● Exercise aim:
How many lines in the items below contain the word "hook"? Reply with the number only.

● Excerpted records:
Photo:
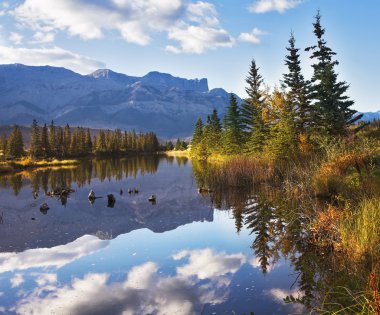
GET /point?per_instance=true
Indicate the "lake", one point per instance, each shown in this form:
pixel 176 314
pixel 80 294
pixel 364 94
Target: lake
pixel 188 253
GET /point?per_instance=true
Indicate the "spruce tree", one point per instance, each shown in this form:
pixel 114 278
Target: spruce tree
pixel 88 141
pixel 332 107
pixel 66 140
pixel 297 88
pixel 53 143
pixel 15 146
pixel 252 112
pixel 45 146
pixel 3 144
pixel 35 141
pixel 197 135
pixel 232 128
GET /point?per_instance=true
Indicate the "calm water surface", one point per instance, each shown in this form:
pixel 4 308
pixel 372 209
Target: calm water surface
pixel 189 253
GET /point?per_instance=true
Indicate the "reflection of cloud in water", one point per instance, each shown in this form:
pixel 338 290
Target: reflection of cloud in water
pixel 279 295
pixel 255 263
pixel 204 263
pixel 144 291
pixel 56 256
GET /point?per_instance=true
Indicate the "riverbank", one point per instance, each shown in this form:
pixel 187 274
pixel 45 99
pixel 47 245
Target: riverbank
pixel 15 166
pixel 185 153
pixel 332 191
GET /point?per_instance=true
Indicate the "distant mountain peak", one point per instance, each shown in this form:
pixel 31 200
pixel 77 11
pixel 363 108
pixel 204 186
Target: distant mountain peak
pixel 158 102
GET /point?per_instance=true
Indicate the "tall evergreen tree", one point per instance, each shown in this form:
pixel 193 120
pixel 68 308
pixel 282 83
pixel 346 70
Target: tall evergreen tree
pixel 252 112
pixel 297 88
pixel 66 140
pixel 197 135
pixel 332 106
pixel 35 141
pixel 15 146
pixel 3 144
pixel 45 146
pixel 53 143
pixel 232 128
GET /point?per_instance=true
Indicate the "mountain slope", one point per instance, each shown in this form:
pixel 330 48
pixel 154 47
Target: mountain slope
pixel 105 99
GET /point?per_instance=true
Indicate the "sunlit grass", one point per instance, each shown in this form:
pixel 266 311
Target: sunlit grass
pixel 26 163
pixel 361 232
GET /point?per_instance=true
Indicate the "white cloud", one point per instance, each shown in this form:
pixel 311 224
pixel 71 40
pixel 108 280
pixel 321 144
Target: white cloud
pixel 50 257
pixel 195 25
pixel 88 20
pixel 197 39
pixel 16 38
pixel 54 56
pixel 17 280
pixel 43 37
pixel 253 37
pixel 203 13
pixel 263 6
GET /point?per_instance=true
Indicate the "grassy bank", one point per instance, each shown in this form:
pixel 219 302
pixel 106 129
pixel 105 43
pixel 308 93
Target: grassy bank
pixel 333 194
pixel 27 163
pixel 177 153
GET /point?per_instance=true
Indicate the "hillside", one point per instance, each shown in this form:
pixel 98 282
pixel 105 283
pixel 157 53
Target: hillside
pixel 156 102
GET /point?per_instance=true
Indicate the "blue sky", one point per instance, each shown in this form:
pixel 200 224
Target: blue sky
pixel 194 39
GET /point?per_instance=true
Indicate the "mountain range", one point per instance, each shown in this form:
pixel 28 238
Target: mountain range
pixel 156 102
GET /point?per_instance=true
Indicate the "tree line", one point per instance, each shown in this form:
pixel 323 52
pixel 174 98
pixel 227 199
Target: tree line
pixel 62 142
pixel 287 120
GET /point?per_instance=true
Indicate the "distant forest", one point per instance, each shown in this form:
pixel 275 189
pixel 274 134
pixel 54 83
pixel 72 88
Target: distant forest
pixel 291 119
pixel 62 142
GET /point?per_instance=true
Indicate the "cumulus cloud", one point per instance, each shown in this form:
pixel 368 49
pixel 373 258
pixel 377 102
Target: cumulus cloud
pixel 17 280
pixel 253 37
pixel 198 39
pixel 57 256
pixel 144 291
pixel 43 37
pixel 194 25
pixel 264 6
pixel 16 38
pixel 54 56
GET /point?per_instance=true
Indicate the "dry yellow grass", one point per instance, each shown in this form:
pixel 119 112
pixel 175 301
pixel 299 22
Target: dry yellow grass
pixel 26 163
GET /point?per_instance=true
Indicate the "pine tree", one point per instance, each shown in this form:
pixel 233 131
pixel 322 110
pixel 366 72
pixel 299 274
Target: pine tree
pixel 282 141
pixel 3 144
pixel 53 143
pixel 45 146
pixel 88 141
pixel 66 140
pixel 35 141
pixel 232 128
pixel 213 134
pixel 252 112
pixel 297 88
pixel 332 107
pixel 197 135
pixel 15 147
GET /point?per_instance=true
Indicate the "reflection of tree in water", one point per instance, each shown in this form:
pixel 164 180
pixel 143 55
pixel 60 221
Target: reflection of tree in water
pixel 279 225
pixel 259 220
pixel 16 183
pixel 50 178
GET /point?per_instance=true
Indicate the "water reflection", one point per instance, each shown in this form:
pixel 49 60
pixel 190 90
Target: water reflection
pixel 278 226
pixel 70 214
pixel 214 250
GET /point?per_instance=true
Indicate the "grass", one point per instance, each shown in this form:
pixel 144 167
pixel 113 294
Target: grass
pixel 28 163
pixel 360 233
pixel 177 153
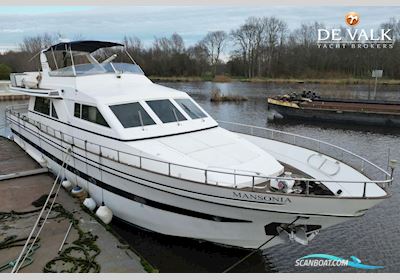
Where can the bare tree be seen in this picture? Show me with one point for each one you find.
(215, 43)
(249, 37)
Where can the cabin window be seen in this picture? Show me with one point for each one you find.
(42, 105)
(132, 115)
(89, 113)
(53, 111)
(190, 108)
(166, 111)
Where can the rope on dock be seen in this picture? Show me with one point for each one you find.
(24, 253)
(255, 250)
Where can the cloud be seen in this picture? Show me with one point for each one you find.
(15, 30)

* * *

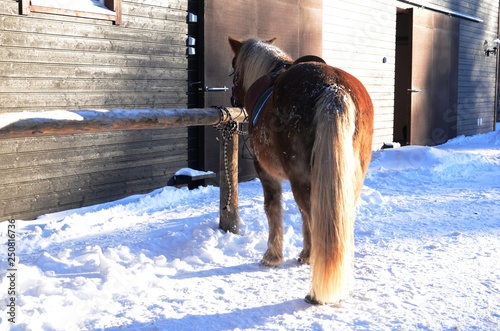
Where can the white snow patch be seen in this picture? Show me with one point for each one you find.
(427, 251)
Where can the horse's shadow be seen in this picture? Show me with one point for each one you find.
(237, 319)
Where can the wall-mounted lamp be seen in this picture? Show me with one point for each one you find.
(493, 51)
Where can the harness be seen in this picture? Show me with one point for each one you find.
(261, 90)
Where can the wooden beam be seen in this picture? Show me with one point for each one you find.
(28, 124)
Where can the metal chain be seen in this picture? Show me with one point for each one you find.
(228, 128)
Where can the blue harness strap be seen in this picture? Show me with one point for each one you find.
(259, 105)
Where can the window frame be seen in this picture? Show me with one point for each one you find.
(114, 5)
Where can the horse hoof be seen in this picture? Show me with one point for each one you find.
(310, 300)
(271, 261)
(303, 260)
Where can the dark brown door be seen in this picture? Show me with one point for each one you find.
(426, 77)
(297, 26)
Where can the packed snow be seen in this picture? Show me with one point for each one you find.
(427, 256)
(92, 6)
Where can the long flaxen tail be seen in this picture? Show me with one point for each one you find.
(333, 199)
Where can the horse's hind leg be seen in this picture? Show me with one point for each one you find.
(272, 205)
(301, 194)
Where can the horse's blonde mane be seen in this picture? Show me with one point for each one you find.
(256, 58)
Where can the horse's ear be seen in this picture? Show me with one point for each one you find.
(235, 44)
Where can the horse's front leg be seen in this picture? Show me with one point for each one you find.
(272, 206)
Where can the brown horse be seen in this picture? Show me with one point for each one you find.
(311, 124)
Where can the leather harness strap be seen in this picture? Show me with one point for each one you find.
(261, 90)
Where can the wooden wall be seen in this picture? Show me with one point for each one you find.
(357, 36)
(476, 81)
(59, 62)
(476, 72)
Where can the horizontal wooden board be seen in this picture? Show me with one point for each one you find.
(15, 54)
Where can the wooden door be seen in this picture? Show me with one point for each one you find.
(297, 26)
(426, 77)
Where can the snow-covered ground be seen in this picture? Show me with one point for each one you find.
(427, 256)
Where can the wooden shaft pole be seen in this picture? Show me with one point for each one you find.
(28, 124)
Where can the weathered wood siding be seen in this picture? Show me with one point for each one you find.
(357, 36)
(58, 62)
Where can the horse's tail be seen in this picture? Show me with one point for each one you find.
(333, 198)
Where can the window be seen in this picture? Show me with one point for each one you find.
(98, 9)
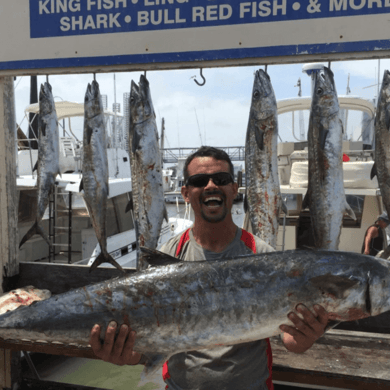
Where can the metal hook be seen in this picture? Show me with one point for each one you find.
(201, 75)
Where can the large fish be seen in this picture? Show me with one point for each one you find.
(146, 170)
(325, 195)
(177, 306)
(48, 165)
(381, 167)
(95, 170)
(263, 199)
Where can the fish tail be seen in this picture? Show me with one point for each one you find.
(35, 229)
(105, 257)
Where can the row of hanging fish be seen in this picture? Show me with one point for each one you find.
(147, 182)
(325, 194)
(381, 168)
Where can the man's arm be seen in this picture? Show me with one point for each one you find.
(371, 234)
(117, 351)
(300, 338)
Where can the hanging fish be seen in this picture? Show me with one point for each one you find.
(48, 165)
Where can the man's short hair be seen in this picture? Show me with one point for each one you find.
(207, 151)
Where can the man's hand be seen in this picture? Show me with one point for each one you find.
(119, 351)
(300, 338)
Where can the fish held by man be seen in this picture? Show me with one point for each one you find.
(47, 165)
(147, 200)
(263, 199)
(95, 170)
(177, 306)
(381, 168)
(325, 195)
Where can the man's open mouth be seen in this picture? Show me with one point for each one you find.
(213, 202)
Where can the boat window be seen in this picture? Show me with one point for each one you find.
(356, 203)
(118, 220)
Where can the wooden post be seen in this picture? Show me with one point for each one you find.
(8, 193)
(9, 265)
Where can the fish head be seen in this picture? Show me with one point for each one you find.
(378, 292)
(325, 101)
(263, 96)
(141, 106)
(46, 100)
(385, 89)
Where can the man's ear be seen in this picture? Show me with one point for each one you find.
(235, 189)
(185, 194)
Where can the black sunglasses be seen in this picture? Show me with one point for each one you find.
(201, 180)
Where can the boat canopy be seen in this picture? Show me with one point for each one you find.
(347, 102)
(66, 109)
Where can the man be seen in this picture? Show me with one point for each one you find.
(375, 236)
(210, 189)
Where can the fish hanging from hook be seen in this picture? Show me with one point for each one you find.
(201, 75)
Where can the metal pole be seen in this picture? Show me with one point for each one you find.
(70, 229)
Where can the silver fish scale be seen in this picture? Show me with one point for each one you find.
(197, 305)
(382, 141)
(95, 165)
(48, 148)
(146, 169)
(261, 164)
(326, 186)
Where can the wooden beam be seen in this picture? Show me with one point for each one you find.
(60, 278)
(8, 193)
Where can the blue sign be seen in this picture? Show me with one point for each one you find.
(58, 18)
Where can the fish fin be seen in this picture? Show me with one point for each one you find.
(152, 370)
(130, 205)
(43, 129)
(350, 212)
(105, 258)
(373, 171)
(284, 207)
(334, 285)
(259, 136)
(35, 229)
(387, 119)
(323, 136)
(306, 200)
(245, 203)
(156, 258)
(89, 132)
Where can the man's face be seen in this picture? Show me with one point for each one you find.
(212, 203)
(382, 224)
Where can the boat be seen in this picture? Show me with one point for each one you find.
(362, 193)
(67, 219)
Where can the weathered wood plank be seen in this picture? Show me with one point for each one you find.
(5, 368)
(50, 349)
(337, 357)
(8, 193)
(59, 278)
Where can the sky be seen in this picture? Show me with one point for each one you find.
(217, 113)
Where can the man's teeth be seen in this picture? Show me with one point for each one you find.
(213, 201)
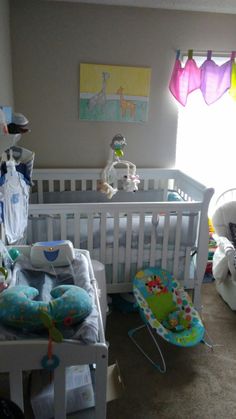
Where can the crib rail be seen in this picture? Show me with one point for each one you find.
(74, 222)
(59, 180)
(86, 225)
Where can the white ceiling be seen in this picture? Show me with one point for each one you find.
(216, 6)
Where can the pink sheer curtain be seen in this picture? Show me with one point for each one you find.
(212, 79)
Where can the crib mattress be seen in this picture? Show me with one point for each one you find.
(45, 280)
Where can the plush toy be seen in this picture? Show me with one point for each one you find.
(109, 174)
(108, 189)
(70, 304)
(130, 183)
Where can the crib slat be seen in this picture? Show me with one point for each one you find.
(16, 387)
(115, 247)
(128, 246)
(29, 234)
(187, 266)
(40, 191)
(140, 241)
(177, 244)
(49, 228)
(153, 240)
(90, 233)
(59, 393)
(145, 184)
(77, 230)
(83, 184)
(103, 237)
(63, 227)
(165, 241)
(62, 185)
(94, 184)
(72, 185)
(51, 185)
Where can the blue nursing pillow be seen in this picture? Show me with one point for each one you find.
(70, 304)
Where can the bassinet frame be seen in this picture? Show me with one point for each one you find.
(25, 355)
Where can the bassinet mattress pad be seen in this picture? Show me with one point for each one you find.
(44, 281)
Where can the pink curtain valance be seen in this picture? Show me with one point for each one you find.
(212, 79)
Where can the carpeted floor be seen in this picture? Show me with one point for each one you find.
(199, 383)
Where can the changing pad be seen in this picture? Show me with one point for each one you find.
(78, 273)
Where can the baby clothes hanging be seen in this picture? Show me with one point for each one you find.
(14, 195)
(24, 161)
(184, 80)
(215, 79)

---

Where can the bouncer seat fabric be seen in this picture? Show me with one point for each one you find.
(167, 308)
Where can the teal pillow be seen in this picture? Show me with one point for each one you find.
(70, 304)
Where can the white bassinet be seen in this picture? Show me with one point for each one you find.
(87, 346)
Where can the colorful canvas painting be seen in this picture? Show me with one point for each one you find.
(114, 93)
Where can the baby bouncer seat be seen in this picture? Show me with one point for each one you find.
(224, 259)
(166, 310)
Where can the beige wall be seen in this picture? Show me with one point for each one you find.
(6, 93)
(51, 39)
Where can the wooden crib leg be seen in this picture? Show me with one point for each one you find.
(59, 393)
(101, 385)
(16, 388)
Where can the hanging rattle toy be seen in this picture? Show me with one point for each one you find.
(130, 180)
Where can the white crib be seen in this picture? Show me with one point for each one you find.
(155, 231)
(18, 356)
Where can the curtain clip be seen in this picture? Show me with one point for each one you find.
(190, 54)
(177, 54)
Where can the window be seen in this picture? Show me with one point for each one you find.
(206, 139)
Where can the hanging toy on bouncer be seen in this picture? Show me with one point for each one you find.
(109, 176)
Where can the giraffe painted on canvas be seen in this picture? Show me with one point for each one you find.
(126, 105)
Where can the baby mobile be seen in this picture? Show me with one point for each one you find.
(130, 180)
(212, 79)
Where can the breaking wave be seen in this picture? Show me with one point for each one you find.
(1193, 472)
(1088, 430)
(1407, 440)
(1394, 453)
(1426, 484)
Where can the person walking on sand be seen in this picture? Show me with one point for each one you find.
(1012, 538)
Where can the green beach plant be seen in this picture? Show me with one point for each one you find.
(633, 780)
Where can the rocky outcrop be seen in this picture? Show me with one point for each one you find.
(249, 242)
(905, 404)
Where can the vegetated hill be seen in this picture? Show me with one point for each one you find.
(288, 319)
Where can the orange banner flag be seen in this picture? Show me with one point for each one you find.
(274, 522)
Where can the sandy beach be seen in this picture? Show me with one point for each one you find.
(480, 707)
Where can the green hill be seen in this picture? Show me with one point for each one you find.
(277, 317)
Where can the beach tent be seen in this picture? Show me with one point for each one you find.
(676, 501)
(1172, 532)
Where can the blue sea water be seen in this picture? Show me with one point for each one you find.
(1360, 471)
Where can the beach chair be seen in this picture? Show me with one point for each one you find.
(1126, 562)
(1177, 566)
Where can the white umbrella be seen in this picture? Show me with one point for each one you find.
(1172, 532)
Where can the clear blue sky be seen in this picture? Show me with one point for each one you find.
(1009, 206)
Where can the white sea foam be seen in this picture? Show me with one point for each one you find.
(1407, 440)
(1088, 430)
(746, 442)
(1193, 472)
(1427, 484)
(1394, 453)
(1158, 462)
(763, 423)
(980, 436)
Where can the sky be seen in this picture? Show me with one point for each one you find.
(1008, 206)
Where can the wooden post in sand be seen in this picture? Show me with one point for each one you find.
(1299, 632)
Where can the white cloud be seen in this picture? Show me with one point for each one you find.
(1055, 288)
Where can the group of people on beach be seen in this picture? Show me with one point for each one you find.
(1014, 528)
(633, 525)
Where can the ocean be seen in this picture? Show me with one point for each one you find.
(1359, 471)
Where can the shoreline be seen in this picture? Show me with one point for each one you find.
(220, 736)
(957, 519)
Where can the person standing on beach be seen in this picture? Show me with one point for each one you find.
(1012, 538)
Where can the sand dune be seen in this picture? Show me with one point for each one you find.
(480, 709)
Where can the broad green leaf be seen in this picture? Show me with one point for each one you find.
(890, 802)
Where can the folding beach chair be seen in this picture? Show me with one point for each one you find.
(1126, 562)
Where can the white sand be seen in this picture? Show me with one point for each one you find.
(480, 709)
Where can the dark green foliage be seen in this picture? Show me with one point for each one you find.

● The result:
2